> **Problem statement**: Copy the data below line for line, without changing anything. Leave the pictures out.

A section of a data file
▼

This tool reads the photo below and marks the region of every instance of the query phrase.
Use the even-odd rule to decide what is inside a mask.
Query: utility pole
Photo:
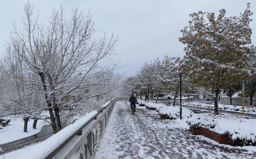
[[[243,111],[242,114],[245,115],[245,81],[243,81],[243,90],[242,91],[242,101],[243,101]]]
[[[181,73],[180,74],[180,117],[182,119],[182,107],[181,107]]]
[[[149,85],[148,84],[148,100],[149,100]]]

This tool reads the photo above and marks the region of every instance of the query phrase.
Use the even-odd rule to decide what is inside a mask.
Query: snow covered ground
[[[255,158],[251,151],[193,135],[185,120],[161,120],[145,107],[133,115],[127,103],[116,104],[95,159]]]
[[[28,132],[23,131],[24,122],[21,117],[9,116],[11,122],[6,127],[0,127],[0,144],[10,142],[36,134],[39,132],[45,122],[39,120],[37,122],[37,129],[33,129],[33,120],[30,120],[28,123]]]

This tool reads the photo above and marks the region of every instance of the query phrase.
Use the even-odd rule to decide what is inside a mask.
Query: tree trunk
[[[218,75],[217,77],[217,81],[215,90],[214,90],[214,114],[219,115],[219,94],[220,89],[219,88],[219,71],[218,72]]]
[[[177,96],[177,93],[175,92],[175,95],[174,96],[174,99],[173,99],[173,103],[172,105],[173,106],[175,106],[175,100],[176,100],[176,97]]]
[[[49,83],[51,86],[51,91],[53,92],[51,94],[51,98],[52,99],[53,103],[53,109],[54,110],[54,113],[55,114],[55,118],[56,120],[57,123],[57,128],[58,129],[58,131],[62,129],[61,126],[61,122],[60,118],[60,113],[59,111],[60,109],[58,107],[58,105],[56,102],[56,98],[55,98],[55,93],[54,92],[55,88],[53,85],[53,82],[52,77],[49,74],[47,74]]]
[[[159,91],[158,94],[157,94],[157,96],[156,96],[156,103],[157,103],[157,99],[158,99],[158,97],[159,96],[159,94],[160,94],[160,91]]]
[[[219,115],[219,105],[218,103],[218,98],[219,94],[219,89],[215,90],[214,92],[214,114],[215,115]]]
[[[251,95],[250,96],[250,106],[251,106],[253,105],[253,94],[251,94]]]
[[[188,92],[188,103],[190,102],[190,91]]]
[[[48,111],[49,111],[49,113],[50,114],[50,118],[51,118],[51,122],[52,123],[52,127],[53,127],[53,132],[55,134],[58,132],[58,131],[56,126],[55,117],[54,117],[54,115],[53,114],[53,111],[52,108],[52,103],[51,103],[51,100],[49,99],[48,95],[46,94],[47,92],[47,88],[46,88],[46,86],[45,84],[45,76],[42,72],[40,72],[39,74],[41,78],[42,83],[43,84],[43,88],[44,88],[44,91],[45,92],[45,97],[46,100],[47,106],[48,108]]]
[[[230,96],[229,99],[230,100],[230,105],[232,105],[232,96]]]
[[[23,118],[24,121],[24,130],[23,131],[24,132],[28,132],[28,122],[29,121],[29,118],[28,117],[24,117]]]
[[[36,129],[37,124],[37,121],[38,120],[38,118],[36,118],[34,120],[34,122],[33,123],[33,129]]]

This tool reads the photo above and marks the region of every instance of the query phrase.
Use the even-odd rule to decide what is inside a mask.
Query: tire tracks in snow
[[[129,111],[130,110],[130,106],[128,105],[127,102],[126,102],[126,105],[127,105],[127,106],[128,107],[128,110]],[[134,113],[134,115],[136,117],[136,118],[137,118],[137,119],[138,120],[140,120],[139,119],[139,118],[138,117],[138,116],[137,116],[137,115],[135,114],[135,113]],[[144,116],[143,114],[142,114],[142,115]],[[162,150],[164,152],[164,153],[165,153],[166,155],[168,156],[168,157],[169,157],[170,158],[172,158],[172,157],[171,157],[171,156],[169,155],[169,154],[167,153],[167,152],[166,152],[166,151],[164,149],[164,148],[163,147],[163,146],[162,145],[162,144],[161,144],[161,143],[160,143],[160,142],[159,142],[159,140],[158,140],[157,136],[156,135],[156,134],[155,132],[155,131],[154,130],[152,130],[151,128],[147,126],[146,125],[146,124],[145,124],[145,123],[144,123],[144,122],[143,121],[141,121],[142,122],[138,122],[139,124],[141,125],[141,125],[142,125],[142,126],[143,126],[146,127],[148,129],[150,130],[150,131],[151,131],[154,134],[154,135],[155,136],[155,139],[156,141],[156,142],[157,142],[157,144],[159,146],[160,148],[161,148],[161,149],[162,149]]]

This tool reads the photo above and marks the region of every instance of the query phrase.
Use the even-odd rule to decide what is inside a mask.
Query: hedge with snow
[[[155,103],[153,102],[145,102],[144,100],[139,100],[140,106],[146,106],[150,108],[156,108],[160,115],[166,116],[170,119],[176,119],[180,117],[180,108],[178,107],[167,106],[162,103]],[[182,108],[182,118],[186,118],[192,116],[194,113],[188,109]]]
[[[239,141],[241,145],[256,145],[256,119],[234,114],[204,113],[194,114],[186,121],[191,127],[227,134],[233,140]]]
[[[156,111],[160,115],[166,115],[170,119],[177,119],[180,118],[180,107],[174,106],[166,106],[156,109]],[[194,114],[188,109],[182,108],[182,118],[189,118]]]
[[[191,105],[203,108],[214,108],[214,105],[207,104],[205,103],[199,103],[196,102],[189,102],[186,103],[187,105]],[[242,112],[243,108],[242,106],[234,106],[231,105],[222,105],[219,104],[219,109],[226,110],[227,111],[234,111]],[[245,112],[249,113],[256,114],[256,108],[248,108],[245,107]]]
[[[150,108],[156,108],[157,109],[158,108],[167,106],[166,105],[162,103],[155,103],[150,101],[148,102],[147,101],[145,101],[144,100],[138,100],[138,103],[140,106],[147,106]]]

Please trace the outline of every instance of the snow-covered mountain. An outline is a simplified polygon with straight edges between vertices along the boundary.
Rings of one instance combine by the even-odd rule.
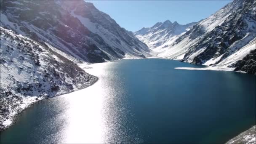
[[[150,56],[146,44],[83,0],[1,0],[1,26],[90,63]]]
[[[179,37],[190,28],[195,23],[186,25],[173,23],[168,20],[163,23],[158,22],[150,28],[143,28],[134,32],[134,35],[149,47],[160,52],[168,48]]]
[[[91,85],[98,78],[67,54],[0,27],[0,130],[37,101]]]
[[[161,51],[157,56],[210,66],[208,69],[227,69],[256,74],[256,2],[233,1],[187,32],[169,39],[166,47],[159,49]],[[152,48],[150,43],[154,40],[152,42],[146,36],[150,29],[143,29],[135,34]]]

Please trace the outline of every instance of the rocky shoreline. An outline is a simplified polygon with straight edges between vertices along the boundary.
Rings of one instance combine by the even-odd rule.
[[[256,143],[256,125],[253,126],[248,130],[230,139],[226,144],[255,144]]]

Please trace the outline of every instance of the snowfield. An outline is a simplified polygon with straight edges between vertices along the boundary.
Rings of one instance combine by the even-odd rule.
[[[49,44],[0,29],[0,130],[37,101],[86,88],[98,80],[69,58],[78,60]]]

▲

> **Result**:
This tool reads the photo below and marks the region of every instance of the query phrase.
Use the even-odd rule to decide what is inside a mask.
Query: utility pole
Photo:
[[[243,111],[242,114],[245,115],[245,81],[243,81],[243,90],[242,91],[242,101],[243,101]]]
[[[181,73],[180,74],[180,117],[182,119],[182,107],[181,107]]]
[[[149,85],[148,84],[148,100],[149,100]]]

This tool reads the photo above and marks the region of every instance of the query phrase.
Use the even-odd rule to decide what is inside a mask.
Query: snow covered ground
[[[255,158],[251,151],[193,135],[185,120],[161,120],[145,107],[133,115],[127,103],[116,104],[95,159]]]
[[[28,132],[23,131],[24,122],[21,117],[9,116],[11,122],[6,127],[0,127],[0,144],[10,142],[36,134],[39,132],[45,122],[39,120],[37,122],[37,129],[33,129],[33,120],[30,120],[28,123]]]

This tool reads the photo above and marks the region of every instance of the query phrase.
Use the even-odd rule to decide what is inside a mask.
Query: tree trunk
[[[218,75],[217,77],[217,81],[215,90],[214,90],[214,114],[219,115],[219,94],[220,89],[219,88],[219,71],[218,72]]]
[[[177,96],[177,93],[175,92],[175,95],[174,96],[174,99],[173,99],[173,103],[172,105],[173,106],[175,106],[175,100],[176,100],[176,97]]]
[[[49,83],[51,86],[51,91],[53,92],[51,94],[51,98],[52,99],[53,103],[53,109],[54,110],[54,113],[55,114],[55,118],[56,120],[57,123],[57,128],[58,129],[58,131],[62,129],[61,126],[61,122],[60,118],[60,113],[59,111],[60,109],[58,107],[58,105],[56,102],[56,98],[55,98],[55,93],[54,92],[55,88],[53,85],[53,82],[52,77],[49,74],[47,74]]]
[[[159,91],[158,94],[157,94],[157,96],[156,96],[156,103],[157,103],[157,99],[158,99],[158,97],[159,96],[159,94],[160,94],[160,91]]]
[[[219,115],[219,105],[218,103],[218,98],[219,94],[219,89],[215,90],[214,92],[214,114],[215,115]]]
[[[251,95],[250,96],[250,106],[251,106],[253,105],[253,94],[251,94]]]
[[[188,92],[188,103],[190,102],[190,91]]]
[[[48,111],[49,111],[49,113],[50,114],[50,118],[51,118],[51,122],[52,123],[52,127],[53,127],[53,132],[55,134],[58,132],[58,131],[56,126],[55,117],[54,117],[54,115],[53,114],[53,111],[52,108],[52,103],[51,103],[51,100],[49,99],[48,95],[46,94],[47,92],[47,88],[46,88],[46,86],[45,84],[45,76],[42,72],[40,72],[39,74],[41,78],[42,83],[43,84],[43,88],[44,88],[44,91],[45,92],[45,97],[46,100],[47,106],[48,108]]]
[[[230,96],[229,99],[230,100],[230,105],[232,105],[232,96]]]
[[[23,118],[24,121],[24,130],[23,131],[24,132],[28,132],[28,122],[29,121],[29,118],[28,117],[24,117]]]
[[[36,129],[37,124],[37,121],[38,120],[38,118],[36,118],[34,120],[34,122],[33,123],[33,129]]]

This tool reads the photo above and marks the region of every instance of the query phrase.
Use the even-odd rule to decide what is inside a mask.
Query: tire tracks in snow
[[[129,111],[130,110],[130,106],[128,105],[127,102],[126,102],[126,105],[127,105],[127,106],[128,107],[128,110]],[[134,113],[134,115],[136,117],[136,118],[137,118],[137,119],[138,120],[140,120],[139,119],[139,118],[138,117],[138,116],[137,116],[137,115],[135,114],[135,113]],[[144,116],[143,114],[142,114],[142,115]],[[162,150],[164,152],[164,153],[165,153],[166,155],[168,156],[168,157],[169,157],[170,158],[172,158],[172,157],[171,157],[171,156],[169,155],[169,154],[167,153],[167,152],[166,152],[166,151],[164,149],[164,148],[163,147],[163,146],[162,145],[162,144],[161,144],[161,143],[160,143],[160,142],[159,142],[159,140],[158,140],[157,136],[156,135],[156,134],[155,132],[155,131],[154,130],[152,130],[151,128],[147,126],[146,125],[146,124],[145,124],[145,123],[144,123],[144,122],[143,121],[141,121],[142,122],[138,122],[139,124],[141,125],[141,125],[142,125],[142,126],[143,126],[146,127],[148,129],[150,130],[150,131],[151,131],[154,134],[154,135],[155,136],[155,139],[156,141],[156,142],[157,142],[157,144],[159,146],[160,148],[161,148],[161,149],[162,149]]]

This tool reads the photo above and marks the region of every instance of the query phrase.
Use the even-odd rule to decide what is inside a mask.
Query: hedge with snow
[[[155,103],[153,102],[145,102],[144,100],[139,100],[140,106],[146,106],[150,108],[156,108],[160,115],[166,116],[170,119],[176,119],[180,117],[180,108],[178,107],[167,106],[162,103]],[[182,108],[182,118],[186,118],[192,116],[194,113],[188,109]]]
[[[239,141],[241,145],[256,145],[256,119],[234,114],[204,113],[194,114],[186,121],[191,127],[227,134],[233,140]]]
[[[156,111],[160,115],[166,115],[170,119],[177,119],[180,118],[180,107],[174,106],[166,106],[156,109]],[[194,114],[188,109],[182,108],[182,118],[189,118]]]
[[[191,105],[203,108],[214,108],[214,105],[207,104],[205,103],[199,103],[196,102],[189,102],[186,103],[187,105]],[[242,112],[243,108],[242,106],[234,106],[231,105],[222,105],[219,104],[219,109],[226,110],[227,111],[234,111]],[[245,112],[249,113],[256,114],[256,108],[248,108],[245,107]]]
[[[150,108],[156,108],[157,109],[158,108],[167,106],[166,105],[162,103],[155,103],[150,101],[148,102],[147,101],[145,101],[144,100],[138,100],[138,103],[140,106],[147,106]]]

Please trace the outline of every instance of the snow-covered mountain. An outline is a simplified polygon with straight edges between vertices along the boundary.
Rings of one instance combine by the even-odd rule.
[[[150,56],[146,44],[83,0],[1,0],[1,26],[90,63]]]
[[[179,37],[190,28],[195,23],[186,25],[173,23],[168,20],[163,23],[158,22],[150,28],[143,28],[134,32],[134,35],[149,47],[160,52],[168,48]]]
[[[91,85],[98,78],[67,54],[0,27],[0,130],[37,101]]]
[[[161,51],[157,56],[210,66],[208,69],[227,69],[256,74],[256,2],[233,1],[187,32],[169,39],[166,47],[159,49]],[[152,48],[150,43],[154,40],[152,42],[146,36],[150,29],[143,29],[135,34]]]

Please trace the outline of every instance of the rocky shoreline. An outline is a simplified polygon with straight edges between vertices along the boundary.
Rings of one instance combine by the even-odd rule.
[[[256,143],[256,125],[253,126],[248,130],[230,139],[226,144],[255,144]]]

Please trace the outline of every instance of the snowfield. An outline is a simplified polygon with straight edges between vertices along the boundary.
Rings of one instance combine by the even-odd rule.
[[[49,44],[0,29],[0,130],[37,101],[86,88],[98,80],[69,58],[78,60]]]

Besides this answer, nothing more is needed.